→ **SET TASK A**
From the SSH tunneling text, copy the part between "-L indicates that" and "the home-pc system.", inclusive.
→ **SET TASK B**
According to the SSH tunneling text, what does the -L option indicate?
→ **SET TASK C**
Shorten the paragraph of the SSH tunneling text that begins "Once done" while keeping its main facts.

→ **EXCERPTED PASSAGE**
☆ ☆ ☆ ☆

SSH tunnel consists of an encrypted tunnel which is created through a SSH protocol. This tunnel can be used to transfer unencrypted traffic through an encrypted channel over the network. For example we can use a SSH tunnel to securely transfer files.

SSH tunnels are also used for bypassing firewalls that deny certain internet services.

Port Forwarding

SSH tunnels can be created in various ways depending on which type of port forwarding is used:
There are three types of port forwarding:

  1. Local port forwarding
  2. Remote port forwarding
  3. Dynamic port forwarding

Tunnelling with Local port forwarding

Lets say, yahoo.com is being blocked using a proxy filter at your college. An SSH tunnel can be used to bypass this restriction. Let’s give name to my machine at college as “college-pc” and my home machine as “home-pc” (SSH server should be running on “home-pc”)

To create the SSH tunnel that is executed from “college-pc” use the below command:

ssh -L 9090:facebook.com:80 <user>@home-pc

-L indicates that this is local port forwarding

Now SSH client at college-pc is connected to SSH server running at “home-pc”. This is also binding port 9090 of college-pc to listen to all local requests thus creating an SSH tunnel between “college-pc” and “home-pc”.

At the home-pc side, It will create a connection to yahoo.com at port 80. home-pc will think of how to connect to yahoo rather than college-pc.

SSH_tunneling_01

Now we can browse yahoo.com at work using localhost:9090
The home-pc will act as a gateway.

Reverse Tunnelling with remote port forwarding

Let’s say you want to connect to an internal university website from the home-pc system.

The university firewall will block its incoming traffic. We have to use SSH reverse tunnelling here.

ssh -R 9090:intra-site.com:80 <user>@home-pc (Executed from college-pc)

We will use the option -R for reverse tunneling.

Once done, The SSH client at college-pc will connect to the SSH server running at home-pc. Then the server will bind port 9090 on home-pc to listen to all incoming requests.

By visiting localhost:9090 at home-pc, the college-pc will create a connection to the internal site and give back the response to home-pc via the created SSH channel.

☆ ☆ ☆ ☆

→ **STORED DATA**

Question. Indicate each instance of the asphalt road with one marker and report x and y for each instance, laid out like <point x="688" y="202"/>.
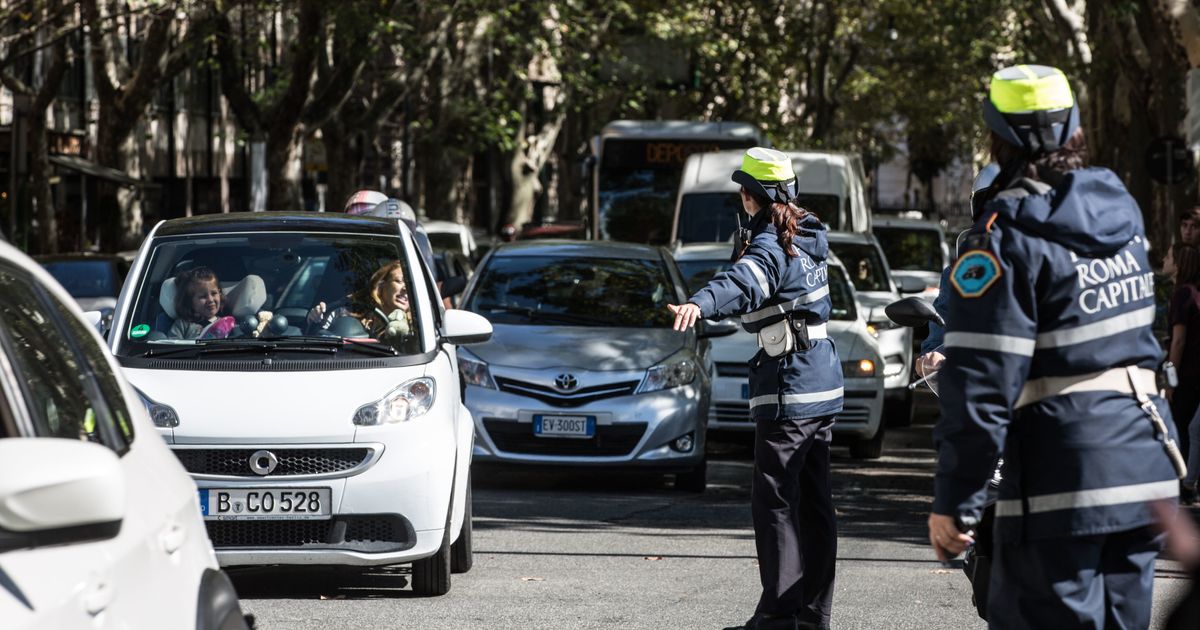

☆ ☆ ☆ ☆

→ **FINAL ANSWER A**
-L indicates that this is local port forwarding

Now SSH client at college-pc is connected to SSH server running at “home-pc”. This is also binding port 9090 of college-pc to listen to all local requests thus creating an SSH tunnel between “college-pc” and “home-pc”.

At the home-pc side, It will create a connection to yahoo.com at port 80. home-pc will think of how to connect to yahoo rather than college-pc.

SSH_tunneling_01

Now we can browse yahoo.com at work using localhost:9090
The home-pc will act as a gateway.

Reverse Tunnelling with remote port forwarding

Let’s say you want to connect to an internal university website from the home-pc system.

→ **FINAL ANSWER B**
It indicates local port forwarding.

→ **FINAL ANSWER C**
The SSH client at college-pc connects to the SSH server on home-pc, and the server then binds port 9090 on home-pc to listen to all incoming requests.